> _What the task requires_
Return each entry word for word and skip its pictures.

> _Data_
----------
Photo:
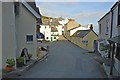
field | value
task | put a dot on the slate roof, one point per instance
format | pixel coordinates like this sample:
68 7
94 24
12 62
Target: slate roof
81 33
47 22
54 29
33 5
115 39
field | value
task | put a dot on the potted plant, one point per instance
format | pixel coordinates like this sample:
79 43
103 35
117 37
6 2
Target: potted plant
20 61
29 55
10 64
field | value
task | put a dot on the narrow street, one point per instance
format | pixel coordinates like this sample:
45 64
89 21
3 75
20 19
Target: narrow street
65 60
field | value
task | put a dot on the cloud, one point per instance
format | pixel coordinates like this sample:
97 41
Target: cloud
89 14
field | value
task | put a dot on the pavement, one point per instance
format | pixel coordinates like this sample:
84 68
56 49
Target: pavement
65 60
19 71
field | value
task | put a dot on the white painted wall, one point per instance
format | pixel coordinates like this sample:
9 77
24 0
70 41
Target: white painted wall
78 28
115 32
117 64
115 18
60 29
8 32
46 30
25 25
0 39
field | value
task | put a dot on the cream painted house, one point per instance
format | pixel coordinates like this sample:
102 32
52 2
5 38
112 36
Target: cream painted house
84 39
25 21
18 29
70 25
51 28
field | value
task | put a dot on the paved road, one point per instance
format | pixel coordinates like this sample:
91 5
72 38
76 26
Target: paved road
65 60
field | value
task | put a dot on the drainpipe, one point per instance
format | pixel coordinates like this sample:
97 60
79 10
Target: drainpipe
109 54
111 23
112 59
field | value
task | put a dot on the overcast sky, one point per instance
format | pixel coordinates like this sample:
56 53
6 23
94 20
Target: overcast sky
83 12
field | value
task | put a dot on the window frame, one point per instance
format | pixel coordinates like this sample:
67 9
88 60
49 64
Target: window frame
28 36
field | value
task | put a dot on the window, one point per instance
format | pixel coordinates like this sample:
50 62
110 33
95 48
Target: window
119 15
46 37
29 38
99 28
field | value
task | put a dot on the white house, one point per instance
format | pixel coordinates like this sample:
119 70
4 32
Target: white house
51 28
61 27
104 32
73 30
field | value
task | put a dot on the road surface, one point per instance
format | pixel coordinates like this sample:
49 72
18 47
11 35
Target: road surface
65 60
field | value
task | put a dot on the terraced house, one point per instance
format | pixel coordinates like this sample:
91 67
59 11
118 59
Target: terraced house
85 38
109 27
20 21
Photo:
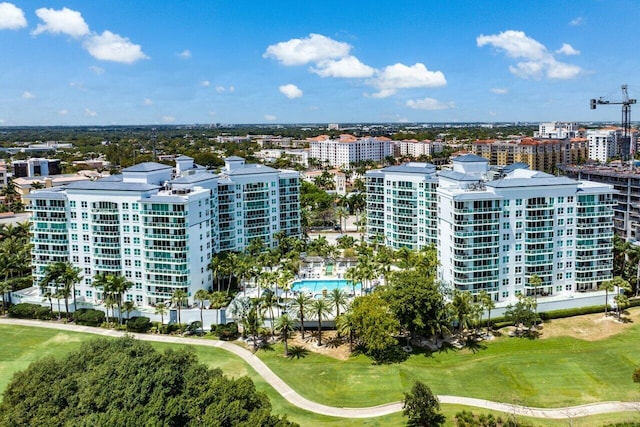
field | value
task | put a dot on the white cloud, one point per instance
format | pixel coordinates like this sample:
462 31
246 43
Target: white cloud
96 69
11 17
537 62
429 104
113 47
567 49
63 21
78 86
314 48
577 21
347 67
400 76
185 54
291 91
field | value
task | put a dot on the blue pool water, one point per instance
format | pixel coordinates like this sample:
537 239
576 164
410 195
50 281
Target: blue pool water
316 286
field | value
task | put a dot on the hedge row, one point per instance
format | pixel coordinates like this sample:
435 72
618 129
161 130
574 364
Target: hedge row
139 324
29 311
89 317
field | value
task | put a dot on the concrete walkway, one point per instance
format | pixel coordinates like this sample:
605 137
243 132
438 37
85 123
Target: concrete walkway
373 411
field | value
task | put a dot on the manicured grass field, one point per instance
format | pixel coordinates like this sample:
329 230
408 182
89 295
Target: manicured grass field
548 373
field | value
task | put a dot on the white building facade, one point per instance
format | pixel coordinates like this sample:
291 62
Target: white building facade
157 228
401 205
494 236
348 149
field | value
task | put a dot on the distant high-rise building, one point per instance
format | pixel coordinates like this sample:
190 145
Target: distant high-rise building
348 149
159 229
35 167
495 235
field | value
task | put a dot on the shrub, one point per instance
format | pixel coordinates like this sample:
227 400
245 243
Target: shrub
89 317
30 311
139 324
225 332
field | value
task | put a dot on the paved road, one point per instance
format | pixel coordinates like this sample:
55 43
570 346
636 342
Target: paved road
373 411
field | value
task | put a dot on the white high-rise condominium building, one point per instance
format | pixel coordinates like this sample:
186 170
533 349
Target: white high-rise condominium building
557 130
160 229
603 143
401 205
495 235
349 149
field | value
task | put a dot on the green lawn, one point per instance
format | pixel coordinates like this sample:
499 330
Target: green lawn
546 373
551 372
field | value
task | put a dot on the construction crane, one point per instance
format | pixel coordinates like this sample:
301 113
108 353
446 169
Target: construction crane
624 147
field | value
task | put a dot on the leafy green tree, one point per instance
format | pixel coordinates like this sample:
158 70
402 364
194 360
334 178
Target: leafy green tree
375 324
179 297
64 276
125 382
522 313
338 299
416 301
118 285
128 307
285 325
462 309
345 325
302 306
201 296
422 407
321 310
161 309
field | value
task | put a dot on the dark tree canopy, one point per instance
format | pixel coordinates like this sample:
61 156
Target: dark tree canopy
126 382
422 407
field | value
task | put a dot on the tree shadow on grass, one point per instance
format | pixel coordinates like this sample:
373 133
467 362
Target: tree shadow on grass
474 345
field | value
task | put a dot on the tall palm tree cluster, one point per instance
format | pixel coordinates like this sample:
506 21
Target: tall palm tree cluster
15 260
11 198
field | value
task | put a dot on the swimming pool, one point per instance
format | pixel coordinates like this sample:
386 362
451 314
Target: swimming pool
316 286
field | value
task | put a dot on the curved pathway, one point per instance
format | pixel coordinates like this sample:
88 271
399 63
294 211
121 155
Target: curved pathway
373 411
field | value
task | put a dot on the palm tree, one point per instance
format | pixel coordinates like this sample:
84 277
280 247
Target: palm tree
535 281
621 303
161 309
345 324
216 266
487 304
48 295
338 298
4 288
285 325
285 276
607 286
119 285
179 297
462 309
64 276
321 310
128 307
302 303
101 281
267 303
201 295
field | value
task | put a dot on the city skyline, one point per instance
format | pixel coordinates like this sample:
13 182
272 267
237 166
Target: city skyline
119 63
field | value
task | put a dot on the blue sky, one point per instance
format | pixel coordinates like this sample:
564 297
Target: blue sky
119 62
----------
> _Output of the task_
Photo:
field | value
task | put a dot on the slate roof, one point per instance
format | pixel coordinates like this sample:
68 7
94 24
12 62
Target: slate roof
81 33
47 22
54 29
33 5
115 39
field | value
task | put a dot on the potted plant, one point per instance
format | pixel coordinates like this sample:
79 43
103 35
117 37
6 2
Target: potted plant
20 61
29 55
10 64
field | value
task | put a dot on the narrow street, one point per instance
format | pixel coordinates like this sample:
45 64
89 21
3 75
20 19
Target: narrow street
65 60
field | value
task | put a dot on the cloud, one point per instance
format | pixel coordinates like this sample:
97 41
Target: cloud
89 14
field | value
task | put a dot on the pavement, one point per instance
format | pixel coordinates like this sample:
84 68
56 49
Target: pavement
65 60
19 71
field | value
task | put a dot on the white painted wall, one point per instance
format | pixel coordinates like this sample:
9 77
24 0
70 41
Target: white painted wall
78 28
115 32
117 64
115 18
60 29
8 32
46 30
25 25
0 39
field | value
task | put a dot on the cream painted house, one point per instance
format | pixel coordinates like this sample:
102 32
52 2
5 38
112 36
Target: cream painted house
84 39
25 21
18 29
70 25
51 28
field | value
task | put a dot on the paved road, one point per instance
format | pixel coordinates like this sample:
91 5
72 38
76 26
Target: paved road
65 60
field | value
task | put a dot on the drainpipe, one point per instance
format | pixel coordinates like this sample:
97 60
79 10
Target: drainpipe
109 54
111 23
112 59
field | value
task | put a dot on the overcast sky, one point per instance
format | pixel coordinates like this sample:
56 53
6 23
94 20
Target: overcast sky
83 12
field | value
task | put a dot on the window frame, one point per instance
format | pixel coordinates like this sample:
67 9
88 60
49 64
Target: window frame
28 36
field | value
task | put a dot on the window, one point per instance
format | pixel coordinates like this sample:
50 62
110 33
95 48
Target: window
119 15
46 37
29 38
99 28
field | value
task | put a dot on the white house, one point per instance
format | pixel coordinates like this sample:
119 70
4 32
Target: white house
51 28
61 27
104 32
73 30
field | value
task | put a dot on the road surface, one point per instance
format | pixel coordinates like this sample:
49 72
18 47
11 35
Target: road surface
65 60
field | value
task | put a dot on the terraced house, one point per instance
format | pixel coordinates like this sample:
91 67
59 11
118 59
Target: terraced house
85 38
109 27
20 21
Photo:
field | value
task | put a dot on the white cloud, one point per instance
format | pixel coordinates like this sample:
462 31
246 43
Target: white cloud
96 69
11 17
537 62
429 104
113 47
567 49
63 21
78 86
314 48
577 21
347 67
400 76
185 54
291 91
field | value
task | put a dot on the blue pool water, one point per instance
format | pixel coordinates like this sample:
537 239
576 164
410 195
50 281
Target: blue pool water
316 286
field | value
task | put a dot on the hedge row, one point per instance
format | pixel coordinates like this sample:
435 72
618 129
161 130
574 364
Target: hedge row
139 324
29 311
89 317
field | value
task | put a dot on the concrete walkway, one point per instance
format | pixel coordinates like this sample:
605 137
243 132
438 37
85 123
Target: concrete walkway
373 411
field | value
task | put a dot on the manicured grass field, one point per instance
format | pixel coordinates like this sample:
329 230
408 182
89 295
Target: manicured grass field
548 373
field | value
task | put a dot on the white building facade, one point per instance
format | pixel coordinates like this sample:
291 62
Target: white building facade
157 228
401 205
494 236
348 149
field | value
task | put a dot on the distant high-rise building, one point per instance
format | pixel coordinates like this sample:
190 145
Target: distant high-rise building
348 149
159 229
35 167
495 235
field | value
task | put a dot on the shrub, one point per instance
format | pixel coordinates like this sample:
227 400
245 243
Target: shrub
89 317
30 311
139 324
225 332
field | value
task | put a dot on the paved road, one point per instance
format | pixel coordinates like this sample:
55 43
570 346
636 342
Target: paved road
373 411
field | value
task | put a dot on the white high-rise condominium building, one point per instance
format | pixel coordinates like this sample:
186 170
533 349
Target: white high-rise condominium building
557 130
160 229
603 143
401 205
495 235
349 149
field | value
task | put a dot on the green lawn, one point per instance
format | pixel coordinates like this sample:
499 330
Target: green lawn
546 373
551 372
field | value
task | put a dot on the construction crane, one point per instance
format | pixel coordinates like this sample:
301 113
108 353
446 169
Target: construction crane
624 147
field | value
task | put a dot on the leafy green tree, one point per instance
format | pixel coordinates like this sample:
158 70
402 364
194 360
334 178
Target: leafy green tree
375 324
179 297
64 276
125 382
522 313
338 299
416 301
118 285
128 307
285 325
462 309
345 325
302 306
201 296
422 407
321 310
161 309
field | value
task | put a dot on the dark tree canopy, one point per instance
format | pixel coordinates like this sample:
61 156
Target: dark tree canopy
126 382
422 407
field | value
task | put a dot on the tree shadow on grass, one point per instance
format | pixel coordinates like this sample:
373 133
467 362
Target: tree shadow on grass
474 345
field | value
task | put a dot on the tall palm tree cluster, one point per instance
format | pixel coordinates like this sample:
506 21
Target: tall palm tree cluster
15 260
11 198
field | value
task | put a dot on the swimming pool, one point per instance
format | pixel coordinates like this sample:
386 362
451 314
Target: swimming pool
316 286
field | value
task | put a dot on the curved pathway, one point per instance
format | pixel coordinates like this sample:
88 271
399 63
294 211
121 155
Target: curved pathway
373 411
field | value
task | put a dot on the palm tree, one point per instance
format | pixel coordinates like this sample:
84 277
280 247
Target: palm tree
535 281
621 303
161 309
345 324
216 266
487 304
48 295
338 298
4 288
285 325
285 276
607 286
119 285
179 297
462 309
64 276
321 310
128 307
302 303
101 281
267 303
201 295
field | value
task | put a dot on the city skyline, one point per instance
format | pixel coordinates like this sample:
13 182
272 267
237 166
Target: city skyline
119 63
field | value
task | put a dot on the blue sky, one point per instance
format | pixel coordinates like this sample:
564 297
Target: blue sky
119 62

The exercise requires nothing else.